> _Exercises_
1. Answer these questions from the Jena passage:
(a) In what year did Goethe become the chief minister in Weimar?
(b) In what year did the earliest discussion of Kantian philosophy begin in earnest in Jena?
(c) To where did Reinhold move after his star fell?
2. Rewrite the paragraph of the Jena passage that begins "The first post-Kantian celebrity" as a short bulleted list that keeps its main facts.

------ Document section

Phase One: Fichte’s Non-ironic Instigation of Romantic Irony

Even before the Revolution, other cracks in conventional ways of thinking had been opening elsewhere in Germany, and in one place in particular: Jena. The town itself was small, unimportant, with only an undistinguished university to its name. (Actually, its one distinction was the famously lopsided drinking habits of its students.) However, in 1775 the young literary celebrity Johann Wolfgang Goethe became the chief and only minister in Weimar, and, for odd historical reasons, also the chief caretaker of the university in Jena. He in effect created the only real place in Germany where there was complete academic freedom, and free-thinking intellectuals (Friedrich Schiller among them) began to arrive. With Goethe’s blessing, the earliest discussion of Kantian philosophy began in earnest in Jena in 1785.

The first post-Kantian celebrity was Karl Leonhard Reinhold, who was brought to Jena on the strength of his 1786 Letters on the Kantian Philosophy, in which he had been the first to argue that Kant had finally settled the debate between science and religion in favor of both. Reinhold began work on a restatement of Kant’s whole system, but as he ran into difficulties with that project, his star fell, and he moved to another position in Kiel.

------------
------ Stored records

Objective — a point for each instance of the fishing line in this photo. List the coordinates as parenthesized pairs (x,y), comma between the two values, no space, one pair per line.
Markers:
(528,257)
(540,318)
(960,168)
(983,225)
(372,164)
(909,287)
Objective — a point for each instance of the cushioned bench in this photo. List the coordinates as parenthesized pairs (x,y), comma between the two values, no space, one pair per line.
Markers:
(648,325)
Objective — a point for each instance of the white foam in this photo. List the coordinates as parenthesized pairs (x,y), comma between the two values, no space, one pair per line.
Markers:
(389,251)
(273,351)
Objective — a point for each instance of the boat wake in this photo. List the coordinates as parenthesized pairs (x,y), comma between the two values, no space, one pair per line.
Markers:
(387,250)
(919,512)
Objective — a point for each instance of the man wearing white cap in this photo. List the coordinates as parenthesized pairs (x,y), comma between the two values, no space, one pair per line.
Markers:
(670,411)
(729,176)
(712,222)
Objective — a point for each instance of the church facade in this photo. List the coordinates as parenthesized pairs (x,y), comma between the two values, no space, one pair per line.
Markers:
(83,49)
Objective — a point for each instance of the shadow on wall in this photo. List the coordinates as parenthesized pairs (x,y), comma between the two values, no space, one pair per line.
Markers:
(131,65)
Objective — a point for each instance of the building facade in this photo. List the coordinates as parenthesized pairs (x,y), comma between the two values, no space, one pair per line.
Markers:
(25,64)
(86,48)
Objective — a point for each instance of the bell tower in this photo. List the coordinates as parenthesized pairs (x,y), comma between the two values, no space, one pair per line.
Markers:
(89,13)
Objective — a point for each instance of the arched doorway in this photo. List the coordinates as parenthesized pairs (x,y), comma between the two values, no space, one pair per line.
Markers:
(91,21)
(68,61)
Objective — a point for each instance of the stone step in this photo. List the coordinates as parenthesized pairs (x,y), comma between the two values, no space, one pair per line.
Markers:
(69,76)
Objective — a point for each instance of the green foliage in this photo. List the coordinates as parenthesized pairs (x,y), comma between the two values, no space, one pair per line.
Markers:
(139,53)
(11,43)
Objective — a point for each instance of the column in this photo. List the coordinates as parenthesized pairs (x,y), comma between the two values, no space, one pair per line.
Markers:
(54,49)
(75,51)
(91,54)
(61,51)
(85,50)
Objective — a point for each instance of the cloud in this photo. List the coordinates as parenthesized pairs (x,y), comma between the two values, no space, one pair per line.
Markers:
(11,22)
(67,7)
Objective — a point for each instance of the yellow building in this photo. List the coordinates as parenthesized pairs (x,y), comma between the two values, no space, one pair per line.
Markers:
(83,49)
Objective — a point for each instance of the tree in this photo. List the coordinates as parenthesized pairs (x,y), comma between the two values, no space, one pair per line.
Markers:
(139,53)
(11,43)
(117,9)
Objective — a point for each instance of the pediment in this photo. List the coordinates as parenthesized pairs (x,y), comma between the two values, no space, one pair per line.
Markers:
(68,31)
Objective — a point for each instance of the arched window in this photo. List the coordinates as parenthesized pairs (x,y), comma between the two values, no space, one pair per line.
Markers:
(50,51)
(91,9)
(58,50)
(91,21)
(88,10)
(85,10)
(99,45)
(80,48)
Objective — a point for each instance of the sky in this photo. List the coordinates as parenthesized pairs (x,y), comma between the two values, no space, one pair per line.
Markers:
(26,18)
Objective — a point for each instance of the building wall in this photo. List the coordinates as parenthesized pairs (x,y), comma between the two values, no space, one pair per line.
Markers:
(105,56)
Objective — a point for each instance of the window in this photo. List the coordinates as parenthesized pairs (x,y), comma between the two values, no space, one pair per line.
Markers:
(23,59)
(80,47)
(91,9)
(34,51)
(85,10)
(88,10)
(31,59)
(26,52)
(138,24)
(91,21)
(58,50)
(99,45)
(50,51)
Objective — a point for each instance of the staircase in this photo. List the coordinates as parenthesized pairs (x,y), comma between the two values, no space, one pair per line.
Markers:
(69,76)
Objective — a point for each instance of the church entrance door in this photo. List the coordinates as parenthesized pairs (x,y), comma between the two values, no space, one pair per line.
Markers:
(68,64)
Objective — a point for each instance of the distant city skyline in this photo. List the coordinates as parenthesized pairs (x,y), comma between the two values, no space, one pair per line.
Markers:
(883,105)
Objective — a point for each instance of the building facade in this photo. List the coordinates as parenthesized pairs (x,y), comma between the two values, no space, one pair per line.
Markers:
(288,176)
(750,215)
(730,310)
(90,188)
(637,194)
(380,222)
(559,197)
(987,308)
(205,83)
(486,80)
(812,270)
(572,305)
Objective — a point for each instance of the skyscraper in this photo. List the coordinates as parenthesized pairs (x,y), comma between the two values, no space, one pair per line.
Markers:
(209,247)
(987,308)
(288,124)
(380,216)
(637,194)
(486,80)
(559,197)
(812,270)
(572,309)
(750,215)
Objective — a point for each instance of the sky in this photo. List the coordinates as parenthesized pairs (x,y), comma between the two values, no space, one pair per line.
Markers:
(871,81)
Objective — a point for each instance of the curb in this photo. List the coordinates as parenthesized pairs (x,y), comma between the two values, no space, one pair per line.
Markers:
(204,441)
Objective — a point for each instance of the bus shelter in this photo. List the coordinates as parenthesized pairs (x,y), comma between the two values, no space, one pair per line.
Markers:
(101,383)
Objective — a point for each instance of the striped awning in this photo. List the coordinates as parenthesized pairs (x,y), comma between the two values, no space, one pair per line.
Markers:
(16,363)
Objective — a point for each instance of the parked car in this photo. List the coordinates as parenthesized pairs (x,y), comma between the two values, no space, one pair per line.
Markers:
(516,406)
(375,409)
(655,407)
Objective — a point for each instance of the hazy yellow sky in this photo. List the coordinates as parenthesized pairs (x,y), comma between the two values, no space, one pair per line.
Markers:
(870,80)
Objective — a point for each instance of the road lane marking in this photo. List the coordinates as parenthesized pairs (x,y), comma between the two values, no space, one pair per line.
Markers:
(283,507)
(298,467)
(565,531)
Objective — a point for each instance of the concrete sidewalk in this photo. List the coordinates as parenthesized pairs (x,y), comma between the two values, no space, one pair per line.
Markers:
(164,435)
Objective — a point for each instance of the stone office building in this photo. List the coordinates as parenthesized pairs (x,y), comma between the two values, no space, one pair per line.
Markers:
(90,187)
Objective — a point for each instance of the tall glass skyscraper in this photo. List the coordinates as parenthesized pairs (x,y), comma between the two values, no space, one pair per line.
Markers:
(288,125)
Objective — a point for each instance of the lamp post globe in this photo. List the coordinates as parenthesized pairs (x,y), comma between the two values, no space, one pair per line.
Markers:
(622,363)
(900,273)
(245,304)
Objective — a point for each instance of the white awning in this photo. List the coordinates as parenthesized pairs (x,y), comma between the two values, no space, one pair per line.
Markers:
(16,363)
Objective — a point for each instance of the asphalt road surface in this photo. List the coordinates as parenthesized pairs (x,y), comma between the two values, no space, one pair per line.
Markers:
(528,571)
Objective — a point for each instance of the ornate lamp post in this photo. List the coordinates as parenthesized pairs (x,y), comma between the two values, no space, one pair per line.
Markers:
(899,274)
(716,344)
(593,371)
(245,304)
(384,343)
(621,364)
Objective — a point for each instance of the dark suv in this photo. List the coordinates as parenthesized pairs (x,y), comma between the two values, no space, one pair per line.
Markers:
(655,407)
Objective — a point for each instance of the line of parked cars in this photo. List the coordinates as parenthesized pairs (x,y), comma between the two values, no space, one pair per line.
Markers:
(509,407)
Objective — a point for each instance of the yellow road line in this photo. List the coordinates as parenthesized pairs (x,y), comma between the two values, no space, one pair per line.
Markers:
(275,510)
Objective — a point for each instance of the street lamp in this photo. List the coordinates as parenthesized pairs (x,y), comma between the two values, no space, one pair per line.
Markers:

------------

> _Task results_
1.
(a) 1775
(b) 1785
(c) Kiel

2.
- Karl Leonhard Reinhold was the first post-Kantian celebrity.
- He was brought to Jena on the strength of his 1786 Letters on the Kantian Philosophy.
- In that work he was the first to argue that Kant had settled the debate between science and religion in favor of both.
- He began restating Kant's whole system but ran into difficulties.
- His star fell, and he moved to a position in Kiel.